Selection ->
What will policing look like in Trump’s America?

unknown“I am worried, very worried. I am worried we will forsake our quest for social, economic and racial fairness and that hateful behavior will increase and harm those among us who may somehow be seen as ‘different.’ Most of all, I am worried that our police will be used to normalize this behavior.”

Progress under Obama may be lost as White House transitions to out-of-touch administration

[My recent article in USA Today.]

I am worried about the future of people of color in America, especially when it comes to policing.

No, I didn’t vote for President-elect Donald Trump. But that fact no longer matters. What does matter is whether the incoming administration sees the need for improvements in the way law enforcement and our justice system treat and view black and brown people.

By all indications, it does not.

Trump’s campaign promises and Twitter posts show a lack of understanding about the influence that racism, implicit bias and poor training can have on cops when making decisions on our streets, judges when handing down sentences in our courtrooms and guards when interacting with criminals in our prison system.

Trump bragged about being the “law and order” candidate who would end the chaos on America’s streets. He suggested bringing back “stop and frisk” — a policy that has been proven not to work and to be applied with bias — as a means of getting criminals off the streets. He has reportedly retweeted white supremacists known for pushing anti-Black Lives Matter messages.

And it doesn’t appear that he’s given any thought to police use of deadly force. Officers fatally shot nearly 1,000 people last year, according to a Washington Post database. Civilian deaths at the hands of police are on pace to be even higher this year, according to statistics from TheGuardian‘s The Counted project.

The exercise ->
Copy out the article on policing in Trump's America in full, word for word.

Entries supplied ->

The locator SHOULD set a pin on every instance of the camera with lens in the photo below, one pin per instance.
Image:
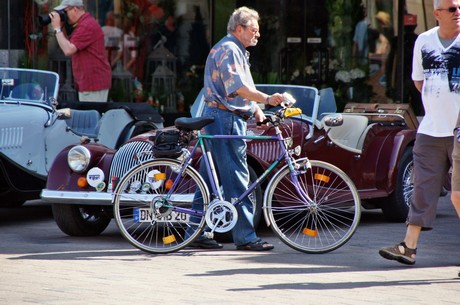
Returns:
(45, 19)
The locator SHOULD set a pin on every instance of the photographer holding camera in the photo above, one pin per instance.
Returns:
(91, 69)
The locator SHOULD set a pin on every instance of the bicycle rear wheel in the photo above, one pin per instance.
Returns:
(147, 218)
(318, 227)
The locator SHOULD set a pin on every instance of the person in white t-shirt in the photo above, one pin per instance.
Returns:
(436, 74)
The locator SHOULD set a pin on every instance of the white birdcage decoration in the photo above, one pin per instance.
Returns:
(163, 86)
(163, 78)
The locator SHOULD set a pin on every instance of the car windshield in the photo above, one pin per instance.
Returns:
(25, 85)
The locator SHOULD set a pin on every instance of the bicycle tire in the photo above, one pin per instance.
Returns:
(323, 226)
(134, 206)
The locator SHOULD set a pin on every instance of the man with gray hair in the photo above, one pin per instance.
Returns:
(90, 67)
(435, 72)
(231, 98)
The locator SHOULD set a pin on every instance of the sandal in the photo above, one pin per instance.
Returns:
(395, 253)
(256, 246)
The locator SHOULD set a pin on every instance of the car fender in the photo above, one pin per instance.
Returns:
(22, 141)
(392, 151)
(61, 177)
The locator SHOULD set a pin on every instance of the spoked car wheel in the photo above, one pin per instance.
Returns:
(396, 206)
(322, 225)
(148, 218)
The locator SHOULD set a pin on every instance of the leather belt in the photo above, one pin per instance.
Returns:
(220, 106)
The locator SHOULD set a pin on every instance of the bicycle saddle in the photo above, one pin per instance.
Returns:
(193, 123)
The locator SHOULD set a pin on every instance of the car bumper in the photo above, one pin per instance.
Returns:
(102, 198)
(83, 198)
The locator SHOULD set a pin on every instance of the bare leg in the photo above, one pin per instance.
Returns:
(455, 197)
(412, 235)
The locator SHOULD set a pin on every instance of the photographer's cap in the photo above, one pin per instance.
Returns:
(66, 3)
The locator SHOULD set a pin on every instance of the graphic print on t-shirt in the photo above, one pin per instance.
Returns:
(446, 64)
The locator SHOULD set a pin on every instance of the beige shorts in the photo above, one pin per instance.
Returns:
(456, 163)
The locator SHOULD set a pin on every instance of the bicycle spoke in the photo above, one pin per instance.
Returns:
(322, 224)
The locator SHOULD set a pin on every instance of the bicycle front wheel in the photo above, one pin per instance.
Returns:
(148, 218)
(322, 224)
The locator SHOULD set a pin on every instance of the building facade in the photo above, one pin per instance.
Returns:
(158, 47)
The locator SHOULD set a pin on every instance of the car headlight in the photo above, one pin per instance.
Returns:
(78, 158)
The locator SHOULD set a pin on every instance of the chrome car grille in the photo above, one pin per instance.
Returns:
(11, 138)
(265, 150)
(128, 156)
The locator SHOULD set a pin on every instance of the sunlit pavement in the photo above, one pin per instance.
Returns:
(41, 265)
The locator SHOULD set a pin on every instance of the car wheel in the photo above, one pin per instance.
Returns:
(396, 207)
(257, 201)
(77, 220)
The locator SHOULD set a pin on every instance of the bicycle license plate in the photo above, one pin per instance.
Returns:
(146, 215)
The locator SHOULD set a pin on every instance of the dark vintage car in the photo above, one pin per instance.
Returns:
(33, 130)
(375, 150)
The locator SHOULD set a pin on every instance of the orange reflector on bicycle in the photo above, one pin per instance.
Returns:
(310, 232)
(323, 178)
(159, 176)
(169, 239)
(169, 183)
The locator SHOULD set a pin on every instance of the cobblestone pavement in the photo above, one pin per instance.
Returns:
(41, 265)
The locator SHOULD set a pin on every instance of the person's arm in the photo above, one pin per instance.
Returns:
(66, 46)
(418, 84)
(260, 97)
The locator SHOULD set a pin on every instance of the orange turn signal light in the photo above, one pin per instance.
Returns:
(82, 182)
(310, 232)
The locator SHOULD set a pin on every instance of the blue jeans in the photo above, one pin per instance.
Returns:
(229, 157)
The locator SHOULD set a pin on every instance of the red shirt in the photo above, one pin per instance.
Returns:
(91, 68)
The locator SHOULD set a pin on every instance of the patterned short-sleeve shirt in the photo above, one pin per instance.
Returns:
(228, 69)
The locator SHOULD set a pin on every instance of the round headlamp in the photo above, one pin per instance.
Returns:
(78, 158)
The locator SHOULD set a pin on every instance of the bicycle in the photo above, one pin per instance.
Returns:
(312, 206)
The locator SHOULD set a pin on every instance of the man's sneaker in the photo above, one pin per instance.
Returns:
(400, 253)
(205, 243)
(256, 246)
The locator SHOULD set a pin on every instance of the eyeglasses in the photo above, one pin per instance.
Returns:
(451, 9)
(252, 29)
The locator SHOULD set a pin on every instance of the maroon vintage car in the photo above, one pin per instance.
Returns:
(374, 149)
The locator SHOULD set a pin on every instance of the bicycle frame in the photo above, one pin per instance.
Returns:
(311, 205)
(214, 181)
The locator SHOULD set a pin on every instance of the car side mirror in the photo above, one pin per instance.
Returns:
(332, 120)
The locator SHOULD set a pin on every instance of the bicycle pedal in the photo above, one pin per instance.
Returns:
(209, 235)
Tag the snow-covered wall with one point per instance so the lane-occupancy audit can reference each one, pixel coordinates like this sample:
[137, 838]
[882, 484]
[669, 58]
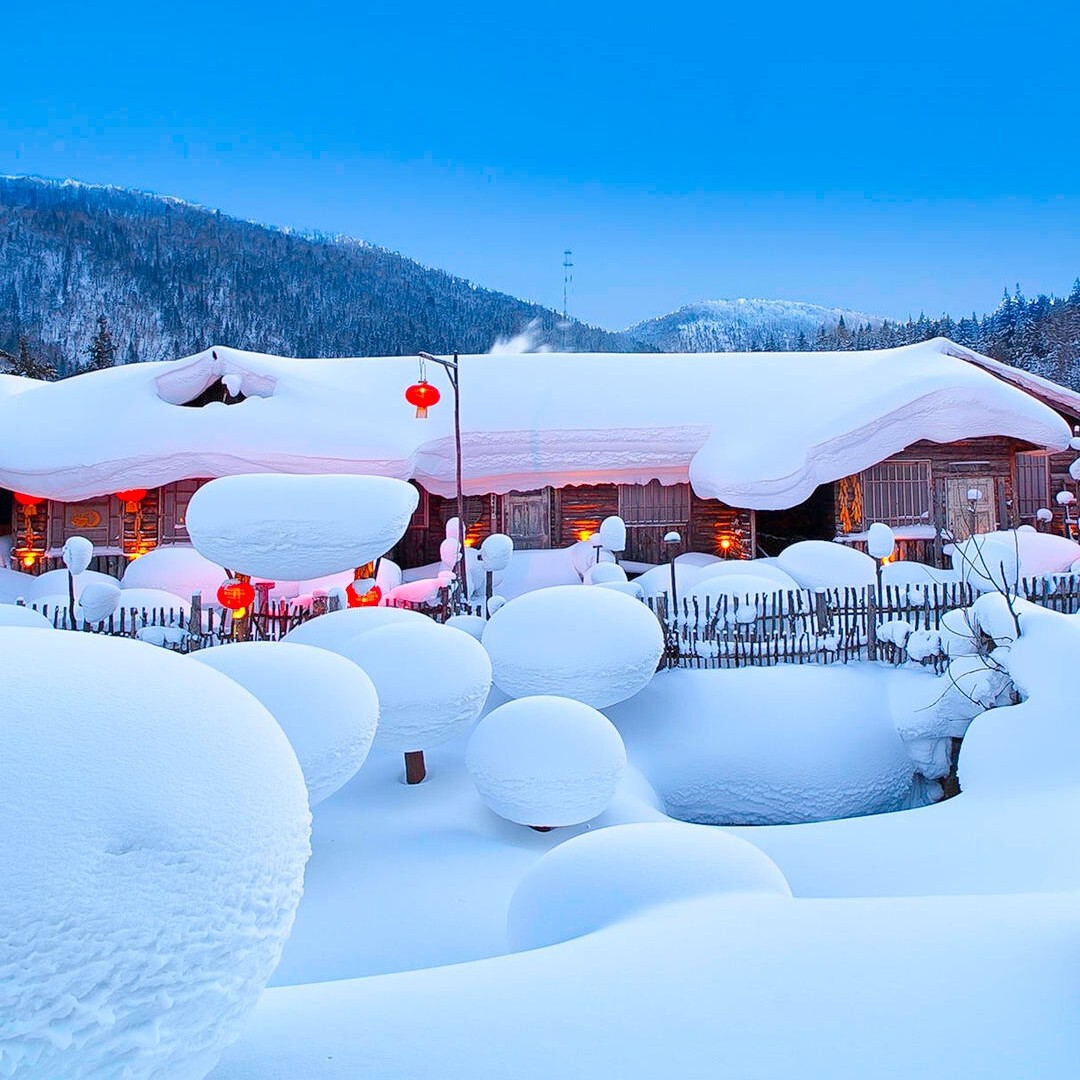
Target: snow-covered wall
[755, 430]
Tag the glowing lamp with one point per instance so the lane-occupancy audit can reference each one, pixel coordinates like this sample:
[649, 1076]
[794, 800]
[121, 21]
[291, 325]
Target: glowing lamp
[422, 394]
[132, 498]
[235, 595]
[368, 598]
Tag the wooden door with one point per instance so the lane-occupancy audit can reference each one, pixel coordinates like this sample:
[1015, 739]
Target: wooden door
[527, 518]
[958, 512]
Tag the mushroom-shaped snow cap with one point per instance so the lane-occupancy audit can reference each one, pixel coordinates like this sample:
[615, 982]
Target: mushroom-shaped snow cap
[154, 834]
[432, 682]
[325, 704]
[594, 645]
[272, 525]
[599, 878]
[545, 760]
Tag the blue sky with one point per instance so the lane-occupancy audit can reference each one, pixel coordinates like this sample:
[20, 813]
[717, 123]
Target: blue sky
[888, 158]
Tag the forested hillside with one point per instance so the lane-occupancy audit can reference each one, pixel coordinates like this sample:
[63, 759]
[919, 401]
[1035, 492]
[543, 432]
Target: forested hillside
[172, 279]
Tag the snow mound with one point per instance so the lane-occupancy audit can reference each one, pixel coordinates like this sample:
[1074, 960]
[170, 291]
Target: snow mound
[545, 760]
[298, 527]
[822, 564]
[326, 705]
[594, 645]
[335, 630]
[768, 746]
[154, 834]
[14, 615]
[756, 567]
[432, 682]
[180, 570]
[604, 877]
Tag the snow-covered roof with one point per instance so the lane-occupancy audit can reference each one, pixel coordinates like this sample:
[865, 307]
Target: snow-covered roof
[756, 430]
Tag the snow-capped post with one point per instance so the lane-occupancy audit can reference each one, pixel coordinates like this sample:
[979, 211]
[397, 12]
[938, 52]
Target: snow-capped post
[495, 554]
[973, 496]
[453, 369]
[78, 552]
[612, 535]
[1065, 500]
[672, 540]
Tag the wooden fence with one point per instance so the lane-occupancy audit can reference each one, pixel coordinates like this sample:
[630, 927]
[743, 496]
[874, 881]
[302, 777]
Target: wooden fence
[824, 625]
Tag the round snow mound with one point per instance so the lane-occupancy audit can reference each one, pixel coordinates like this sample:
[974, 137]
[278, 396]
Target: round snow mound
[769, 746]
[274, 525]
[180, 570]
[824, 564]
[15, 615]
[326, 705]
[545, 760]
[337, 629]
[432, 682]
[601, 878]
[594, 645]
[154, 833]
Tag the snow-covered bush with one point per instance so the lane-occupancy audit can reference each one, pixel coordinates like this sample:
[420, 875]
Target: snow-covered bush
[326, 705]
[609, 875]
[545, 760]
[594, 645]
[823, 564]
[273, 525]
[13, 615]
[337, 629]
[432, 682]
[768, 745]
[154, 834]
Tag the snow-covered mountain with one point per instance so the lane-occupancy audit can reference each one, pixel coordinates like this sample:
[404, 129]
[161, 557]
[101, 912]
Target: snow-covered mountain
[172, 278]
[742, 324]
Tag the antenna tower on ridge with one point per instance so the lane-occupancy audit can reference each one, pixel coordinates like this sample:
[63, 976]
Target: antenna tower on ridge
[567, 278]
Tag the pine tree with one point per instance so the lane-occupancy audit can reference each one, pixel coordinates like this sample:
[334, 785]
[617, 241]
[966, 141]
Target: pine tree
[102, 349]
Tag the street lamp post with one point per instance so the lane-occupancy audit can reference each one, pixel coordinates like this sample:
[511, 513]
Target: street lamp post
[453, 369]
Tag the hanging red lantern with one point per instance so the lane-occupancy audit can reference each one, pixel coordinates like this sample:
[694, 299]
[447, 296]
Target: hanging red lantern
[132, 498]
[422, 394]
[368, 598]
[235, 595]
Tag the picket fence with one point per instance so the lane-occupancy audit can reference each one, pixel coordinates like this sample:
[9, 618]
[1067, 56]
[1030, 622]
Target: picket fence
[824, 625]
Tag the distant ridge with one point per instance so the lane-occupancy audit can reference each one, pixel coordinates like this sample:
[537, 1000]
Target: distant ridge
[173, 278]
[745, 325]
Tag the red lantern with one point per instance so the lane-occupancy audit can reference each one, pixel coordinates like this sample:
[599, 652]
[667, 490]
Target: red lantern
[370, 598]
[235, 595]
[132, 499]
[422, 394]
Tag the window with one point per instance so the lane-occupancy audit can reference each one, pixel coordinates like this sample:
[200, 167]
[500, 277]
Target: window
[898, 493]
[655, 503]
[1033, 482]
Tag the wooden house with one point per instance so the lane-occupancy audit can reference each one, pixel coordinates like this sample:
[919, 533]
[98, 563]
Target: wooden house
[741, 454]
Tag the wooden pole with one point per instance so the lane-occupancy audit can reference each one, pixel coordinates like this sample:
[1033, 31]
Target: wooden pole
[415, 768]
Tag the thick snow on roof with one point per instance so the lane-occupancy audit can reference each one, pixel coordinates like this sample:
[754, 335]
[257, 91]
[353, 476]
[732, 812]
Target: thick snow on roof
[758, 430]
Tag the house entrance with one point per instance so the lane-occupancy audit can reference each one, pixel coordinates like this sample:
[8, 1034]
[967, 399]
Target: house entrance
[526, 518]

Finished task ->
What will policing look like in Trump’s America?

unknown“I am worried, very worried. I am worried we will forsake our quest for social, economic and racial fairness and that hateful behavior will increase and harm those among us who may somehow be seen as ‘different.’ Most of all, I am worried that our police will be used to normalize this behavior.”

Progress under Obama may be lost as White House transitions to out-of-touch administration

[My recent article in USA Today.]

I am worried about the future of people of color in America, especially when it comes to policing.

No, I didn’t vote for President-elect Donald Trump. But that fact no longer matters. What does matter is whether the incoming administration sees the need for improvements in the way law enforcement and our justice system treat and view black and brown people.

By all indications, it does not.

Trump’s campaign promises and Twitter posts show a lack of understanding about the influence that racism, implicit bias and poor training can have on cops when making decisions on our streets, judges when handing down sentences in our courtrooms and guards when interacting with criminals in our prison system.

Trump bragged about being the “law and order” candidate who would end the chaos on America’s streets. He suggested bringing back “stop and frisk” — a policy that has been proven not to work and to be applied with bias — as a means of getting criminals off the streets. He has reportedly retweeted white supremacists known for pushing anti-Black Lives Matter messages.

And it doesn’t appear that he’s given any thought to police use of deadly force. Officers fatally shot nearly 1,000 people last year, according to a Washington Post database. Civilian deaths at the hands of police are on pace to be even higher this year, according to statistics from TheGuardian‘s The Counted project.